* _EXERCISE GOAL_
Can you recast the material between the lines holding "For the evaluation set, tag every instance of the fingernail" and "[[93, 154]]", inclusive, as a two-column CSV with the headers text and answer? Give one row for each text paired with its answer, put each in its own quoted field, and turn line breaks into spaces.

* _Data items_
[BEGIN]

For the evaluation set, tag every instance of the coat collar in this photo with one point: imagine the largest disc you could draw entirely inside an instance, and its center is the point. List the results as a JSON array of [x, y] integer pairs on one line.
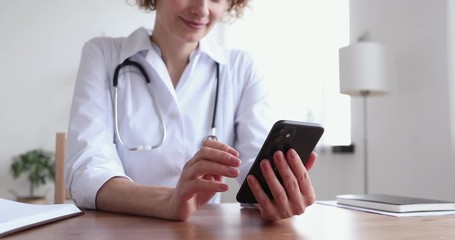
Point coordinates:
[[139, 40]]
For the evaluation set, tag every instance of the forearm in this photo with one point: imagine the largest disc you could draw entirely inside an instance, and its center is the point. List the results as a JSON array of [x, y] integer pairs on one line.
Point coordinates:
[[124, 196]]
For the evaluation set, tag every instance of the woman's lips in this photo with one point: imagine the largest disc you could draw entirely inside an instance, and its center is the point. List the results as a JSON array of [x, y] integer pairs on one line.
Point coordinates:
[[193, 25]]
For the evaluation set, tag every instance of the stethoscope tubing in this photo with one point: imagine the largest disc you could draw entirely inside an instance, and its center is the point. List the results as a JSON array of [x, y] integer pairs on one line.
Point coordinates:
[[128, 62]]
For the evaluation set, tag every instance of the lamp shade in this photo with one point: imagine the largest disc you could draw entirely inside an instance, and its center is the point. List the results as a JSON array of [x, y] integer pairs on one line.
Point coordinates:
[[363, 69]]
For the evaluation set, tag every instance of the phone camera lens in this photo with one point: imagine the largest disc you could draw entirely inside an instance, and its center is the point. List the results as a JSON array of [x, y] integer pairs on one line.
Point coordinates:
[[279, 140]]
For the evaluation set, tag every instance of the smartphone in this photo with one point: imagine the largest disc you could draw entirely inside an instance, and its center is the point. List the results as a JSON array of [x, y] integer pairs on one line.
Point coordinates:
[[284, 135]]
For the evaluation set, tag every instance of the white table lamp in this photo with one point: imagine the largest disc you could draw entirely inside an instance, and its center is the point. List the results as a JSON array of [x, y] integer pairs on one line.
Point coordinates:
[[363, 73]]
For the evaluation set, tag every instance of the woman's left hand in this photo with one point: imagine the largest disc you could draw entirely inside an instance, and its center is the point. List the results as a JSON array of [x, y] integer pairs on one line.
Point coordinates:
[[294, 195]]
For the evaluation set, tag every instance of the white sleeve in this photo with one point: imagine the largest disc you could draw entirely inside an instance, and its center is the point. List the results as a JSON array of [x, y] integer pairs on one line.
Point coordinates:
[[91, 156]]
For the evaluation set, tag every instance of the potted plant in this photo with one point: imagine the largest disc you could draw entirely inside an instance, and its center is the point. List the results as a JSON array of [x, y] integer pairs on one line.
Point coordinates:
[[39, 167]]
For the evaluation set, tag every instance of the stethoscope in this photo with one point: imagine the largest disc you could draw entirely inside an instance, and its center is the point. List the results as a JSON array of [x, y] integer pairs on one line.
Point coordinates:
[[148, 147]]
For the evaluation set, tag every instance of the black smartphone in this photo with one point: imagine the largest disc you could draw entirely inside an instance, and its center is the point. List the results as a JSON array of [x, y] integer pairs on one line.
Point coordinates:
[[284, 135]]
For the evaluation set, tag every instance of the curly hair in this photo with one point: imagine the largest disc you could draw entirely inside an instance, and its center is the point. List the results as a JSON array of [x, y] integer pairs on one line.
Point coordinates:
[[235, 9]]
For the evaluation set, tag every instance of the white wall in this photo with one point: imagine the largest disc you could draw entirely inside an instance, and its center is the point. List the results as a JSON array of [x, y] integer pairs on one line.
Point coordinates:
[[40, 43], [411, 131]]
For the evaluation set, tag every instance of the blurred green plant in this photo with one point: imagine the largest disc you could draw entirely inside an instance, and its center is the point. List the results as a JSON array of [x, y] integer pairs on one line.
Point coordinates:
[[37, 164]]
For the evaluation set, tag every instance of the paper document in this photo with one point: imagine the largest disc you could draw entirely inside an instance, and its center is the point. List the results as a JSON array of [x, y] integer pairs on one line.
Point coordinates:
[[16, 216], [394, 214]]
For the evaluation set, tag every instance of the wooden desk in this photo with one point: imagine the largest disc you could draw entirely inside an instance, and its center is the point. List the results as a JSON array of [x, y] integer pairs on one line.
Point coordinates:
[[229, 221]]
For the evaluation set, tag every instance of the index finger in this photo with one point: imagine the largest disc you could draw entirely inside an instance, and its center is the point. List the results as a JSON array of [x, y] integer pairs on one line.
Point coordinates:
[[220, 146]]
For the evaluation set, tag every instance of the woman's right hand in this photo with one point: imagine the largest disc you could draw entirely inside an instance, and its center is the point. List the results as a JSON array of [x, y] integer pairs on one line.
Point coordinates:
[[201, 178]]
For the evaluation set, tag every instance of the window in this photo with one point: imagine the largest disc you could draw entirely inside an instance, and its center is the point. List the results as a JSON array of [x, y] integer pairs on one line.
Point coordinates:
[[296, 43]]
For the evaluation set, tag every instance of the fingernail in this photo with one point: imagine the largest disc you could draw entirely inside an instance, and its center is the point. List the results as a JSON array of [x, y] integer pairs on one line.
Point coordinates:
[[233, 171], [234, 161], [223, 187]]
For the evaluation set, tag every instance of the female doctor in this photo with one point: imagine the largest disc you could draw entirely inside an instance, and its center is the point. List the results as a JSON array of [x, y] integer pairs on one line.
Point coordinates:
[[142, 109]]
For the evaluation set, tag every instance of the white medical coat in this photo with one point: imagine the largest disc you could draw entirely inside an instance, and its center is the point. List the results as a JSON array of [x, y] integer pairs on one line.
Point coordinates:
[[93, 154]]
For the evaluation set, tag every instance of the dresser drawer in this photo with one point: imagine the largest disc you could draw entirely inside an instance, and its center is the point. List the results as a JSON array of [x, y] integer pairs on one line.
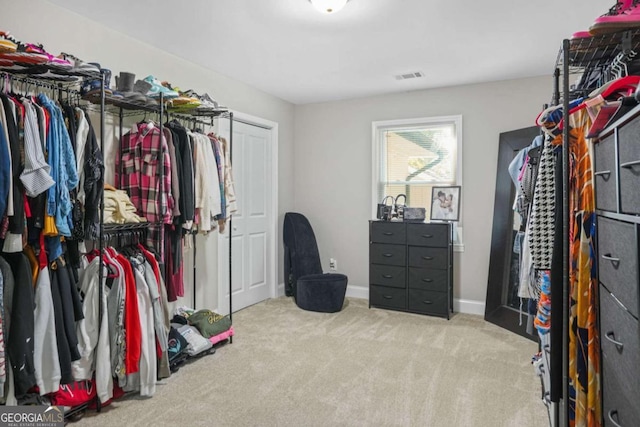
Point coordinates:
[[428, 279], [618, 260], [387, 254], [428, 302], [387, 275], [605, 171], [619, 408], [629, 155], [428, 257], [433, 235], [618, 326], [384, 296], [388, 232]]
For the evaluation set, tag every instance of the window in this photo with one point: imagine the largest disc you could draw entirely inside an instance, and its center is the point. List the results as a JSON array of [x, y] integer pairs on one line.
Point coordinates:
[[413, 156]]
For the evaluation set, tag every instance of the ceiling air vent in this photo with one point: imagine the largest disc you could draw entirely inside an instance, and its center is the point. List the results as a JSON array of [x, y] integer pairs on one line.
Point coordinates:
[[407, 76]]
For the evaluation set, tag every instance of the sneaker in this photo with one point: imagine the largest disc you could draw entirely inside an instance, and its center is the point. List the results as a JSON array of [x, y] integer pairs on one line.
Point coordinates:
[[7, 42], [619, 18], [157, 89]]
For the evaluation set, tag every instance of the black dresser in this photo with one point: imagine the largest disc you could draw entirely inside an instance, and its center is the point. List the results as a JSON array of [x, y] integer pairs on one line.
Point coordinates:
[[411, 267], [617, 188]]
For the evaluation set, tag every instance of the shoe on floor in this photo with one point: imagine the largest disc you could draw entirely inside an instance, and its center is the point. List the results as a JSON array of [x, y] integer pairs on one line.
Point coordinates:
[[7, 42]]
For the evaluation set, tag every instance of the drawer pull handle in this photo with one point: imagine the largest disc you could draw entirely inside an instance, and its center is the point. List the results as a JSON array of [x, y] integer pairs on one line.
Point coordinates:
[[613, 412], [611, 337], [629, 165]]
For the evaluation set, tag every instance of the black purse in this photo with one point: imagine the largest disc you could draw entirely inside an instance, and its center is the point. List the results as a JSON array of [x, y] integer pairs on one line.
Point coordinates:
[[385, 211], [400, 207]]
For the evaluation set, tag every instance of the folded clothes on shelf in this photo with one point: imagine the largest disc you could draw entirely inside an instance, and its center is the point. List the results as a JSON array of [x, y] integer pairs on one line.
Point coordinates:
[[118, 208]]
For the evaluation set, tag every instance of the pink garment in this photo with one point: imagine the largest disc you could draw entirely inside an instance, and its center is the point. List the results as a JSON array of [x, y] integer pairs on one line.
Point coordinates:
[[222, 336]]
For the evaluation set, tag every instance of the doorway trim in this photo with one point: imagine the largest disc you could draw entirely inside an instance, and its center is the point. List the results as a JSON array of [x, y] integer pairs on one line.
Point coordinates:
[[273, 129]]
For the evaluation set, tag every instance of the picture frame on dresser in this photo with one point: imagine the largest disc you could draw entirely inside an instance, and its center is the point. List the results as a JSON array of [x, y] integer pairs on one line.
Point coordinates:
[[445, 203]]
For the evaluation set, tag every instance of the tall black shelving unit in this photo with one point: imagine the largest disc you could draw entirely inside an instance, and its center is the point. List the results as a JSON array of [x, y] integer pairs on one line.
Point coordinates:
[[578, 57], [201, 119], [67, 82], [124, 109]]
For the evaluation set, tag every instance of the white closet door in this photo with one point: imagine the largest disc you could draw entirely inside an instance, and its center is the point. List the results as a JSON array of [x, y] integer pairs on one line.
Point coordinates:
[[251, 231]]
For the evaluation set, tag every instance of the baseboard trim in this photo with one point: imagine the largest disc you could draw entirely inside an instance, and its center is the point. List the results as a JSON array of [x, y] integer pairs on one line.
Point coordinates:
[[468, 306], [361, 292], [465, 306]]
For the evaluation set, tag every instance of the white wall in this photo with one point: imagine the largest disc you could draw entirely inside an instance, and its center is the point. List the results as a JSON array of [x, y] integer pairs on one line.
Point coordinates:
[[332, 169], [39, 21]]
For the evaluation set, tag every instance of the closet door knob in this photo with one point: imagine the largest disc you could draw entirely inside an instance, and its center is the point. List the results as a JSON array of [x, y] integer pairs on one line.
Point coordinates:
[[629, 165], [611, 413], [611, 337]]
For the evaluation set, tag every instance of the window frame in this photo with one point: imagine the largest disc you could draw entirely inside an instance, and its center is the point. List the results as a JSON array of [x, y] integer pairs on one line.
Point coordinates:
[[380, 126]]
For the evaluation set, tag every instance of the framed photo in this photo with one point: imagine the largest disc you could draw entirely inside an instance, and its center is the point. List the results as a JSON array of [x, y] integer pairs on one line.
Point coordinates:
[[445, 203]]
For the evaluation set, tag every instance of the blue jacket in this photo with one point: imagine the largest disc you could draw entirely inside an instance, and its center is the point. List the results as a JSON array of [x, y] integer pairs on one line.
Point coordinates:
[[63, 168], [5, 172]]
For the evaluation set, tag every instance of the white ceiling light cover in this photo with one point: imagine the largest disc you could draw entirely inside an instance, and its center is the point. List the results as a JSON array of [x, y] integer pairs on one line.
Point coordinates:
[[328, 6]]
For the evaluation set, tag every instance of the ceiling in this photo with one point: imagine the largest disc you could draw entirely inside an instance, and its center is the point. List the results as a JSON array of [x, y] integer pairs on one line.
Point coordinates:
[[288, 49]]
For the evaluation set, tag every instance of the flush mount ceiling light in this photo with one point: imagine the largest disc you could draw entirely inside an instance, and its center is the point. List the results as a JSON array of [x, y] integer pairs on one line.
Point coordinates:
[[328, 6]]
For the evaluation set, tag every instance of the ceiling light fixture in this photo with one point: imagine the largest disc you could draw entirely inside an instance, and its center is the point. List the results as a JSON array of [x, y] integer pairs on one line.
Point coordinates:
[[328, 6]]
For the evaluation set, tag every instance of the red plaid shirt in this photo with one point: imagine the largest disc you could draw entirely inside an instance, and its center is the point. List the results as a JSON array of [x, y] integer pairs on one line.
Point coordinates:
[[140, 151]]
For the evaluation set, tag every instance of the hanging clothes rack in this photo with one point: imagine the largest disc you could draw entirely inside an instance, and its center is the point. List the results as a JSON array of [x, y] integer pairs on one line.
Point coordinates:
[[604, 57], [68, 83], [124, 109]]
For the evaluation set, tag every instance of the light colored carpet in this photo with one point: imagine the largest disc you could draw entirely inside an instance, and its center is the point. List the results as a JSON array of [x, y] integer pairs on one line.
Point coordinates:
[[359, 367]]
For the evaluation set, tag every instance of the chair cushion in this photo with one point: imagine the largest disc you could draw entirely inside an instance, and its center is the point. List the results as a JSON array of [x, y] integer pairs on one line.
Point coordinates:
[[321, 292]]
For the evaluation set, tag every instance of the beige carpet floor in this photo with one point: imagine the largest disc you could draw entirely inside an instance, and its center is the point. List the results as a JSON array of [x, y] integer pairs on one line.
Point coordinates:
[[359, 367]]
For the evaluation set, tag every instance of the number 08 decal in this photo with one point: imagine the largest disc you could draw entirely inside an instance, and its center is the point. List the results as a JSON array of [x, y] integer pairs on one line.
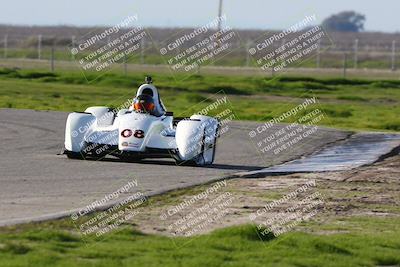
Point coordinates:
[[139, 134]]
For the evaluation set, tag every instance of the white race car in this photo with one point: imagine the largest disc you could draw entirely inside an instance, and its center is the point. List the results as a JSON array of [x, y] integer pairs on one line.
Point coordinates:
[[145, 130]]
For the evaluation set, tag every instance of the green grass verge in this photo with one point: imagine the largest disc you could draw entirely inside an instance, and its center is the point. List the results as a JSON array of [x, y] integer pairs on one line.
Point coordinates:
[[367, 242], [350, 104]]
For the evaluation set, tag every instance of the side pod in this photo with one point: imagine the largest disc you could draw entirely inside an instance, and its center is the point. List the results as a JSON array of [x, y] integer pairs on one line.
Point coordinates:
[[76, 127]]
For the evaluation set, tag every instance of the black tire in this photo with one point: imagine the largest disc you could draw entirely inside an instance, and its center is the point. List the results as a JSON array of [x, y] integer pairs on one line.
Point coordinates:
[[74, 155]]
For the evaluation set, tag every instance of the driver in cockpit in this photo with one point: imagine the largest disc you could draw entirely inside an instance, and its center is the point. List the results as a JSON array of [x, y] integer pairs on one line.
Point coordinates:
[[144, 104]]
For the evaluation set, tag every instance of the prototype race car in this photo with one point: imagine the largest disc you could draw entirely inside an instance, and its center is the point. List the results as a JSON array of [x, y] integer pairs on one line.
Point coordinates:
[[145, 130]]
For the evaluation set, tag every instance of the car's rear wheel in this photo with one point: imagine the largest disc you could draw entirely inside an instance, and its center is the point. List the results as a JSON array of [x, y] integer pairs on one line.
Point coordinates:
[[73, 155]]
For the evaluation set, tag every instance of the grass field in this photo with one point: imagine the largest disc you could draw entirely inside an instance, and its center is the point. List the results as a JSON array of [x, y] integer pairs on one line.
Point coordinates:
[[357, 241], [347, 103]]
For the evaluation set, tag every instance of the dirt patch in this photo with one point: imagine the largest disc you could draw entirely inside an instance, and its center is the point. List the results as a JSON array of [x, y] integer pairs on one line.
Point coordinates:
[[366, 191]]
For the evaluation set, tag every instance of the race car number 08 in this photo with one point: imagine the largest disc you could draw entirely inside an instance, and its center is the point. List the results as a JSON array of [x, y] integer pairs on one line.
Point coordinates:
[[139, 134]]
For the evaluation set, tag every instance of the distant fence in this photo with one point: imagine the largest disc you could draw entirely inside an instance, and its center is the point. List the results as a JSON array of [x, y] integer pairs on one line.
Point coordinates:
[[352, 54]]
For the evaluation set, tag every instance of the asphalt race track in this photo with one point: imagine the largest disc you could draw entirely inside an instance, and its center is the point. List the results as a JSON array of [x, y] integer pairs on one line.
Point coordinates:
[[37, 183]]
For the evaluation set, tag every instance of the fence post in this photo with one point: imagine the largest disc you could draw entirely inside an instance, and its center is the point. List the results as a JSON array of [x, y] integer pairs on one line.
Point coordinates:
[[125, 65], [142, 46], [247, 53], [393, 55], [73, 46], [39, 46], [52, 58], [318, 59], [356, 53], [5, 45]]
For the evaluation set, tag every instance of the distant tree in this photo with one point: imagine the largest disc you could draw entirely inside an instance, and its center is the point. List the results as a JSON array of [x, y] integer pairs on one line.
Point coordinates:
[[346, 21]]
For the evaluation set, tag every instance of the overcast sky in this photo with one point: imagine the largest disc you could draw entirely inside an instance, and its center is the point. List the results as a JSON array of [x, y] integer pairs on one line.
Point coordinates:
[[381, 15]]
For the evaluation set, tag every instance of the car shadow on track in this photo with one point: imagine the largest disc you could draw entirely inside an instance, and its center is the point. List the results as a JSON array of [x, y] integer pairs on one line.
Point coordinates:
[[166, 162]]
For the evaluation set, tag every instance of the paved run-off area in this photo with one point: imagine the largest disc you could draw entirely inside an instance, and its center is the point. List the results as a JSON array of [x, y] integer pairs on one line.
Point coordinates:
[[37, 183]]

[END]

* _PROBLEM SOLUTION_
text,answer
"For the evaluation set, tag every instance of the fingernail in this photo with one point: imagine the largest disc you could draw entirely inside an instance, and its center is the point. List the results as a JSON array of [x, y] integer pairs on one line. Point coordinates:","[[233, 171], [234, 161], [223, 187]]"
"For the evaluation set, tag every instance of the female doctor in this photo with one point: imagine the largest disc you could draw entirely inside an instance, and its center is the point. List the results as a JSON array of [x, y] integer pairs on one line. Point coordinates:","[[142, 109]]"
"For the evaluation set, tag every instance of the white medical coat in this photo with one point: imagine the largest disc you could draw entirely inside an instance, and its center is the point. List the results as a JSON array of [x, y] integer pairs on one line. Point coordinates:","[[93, 154]]"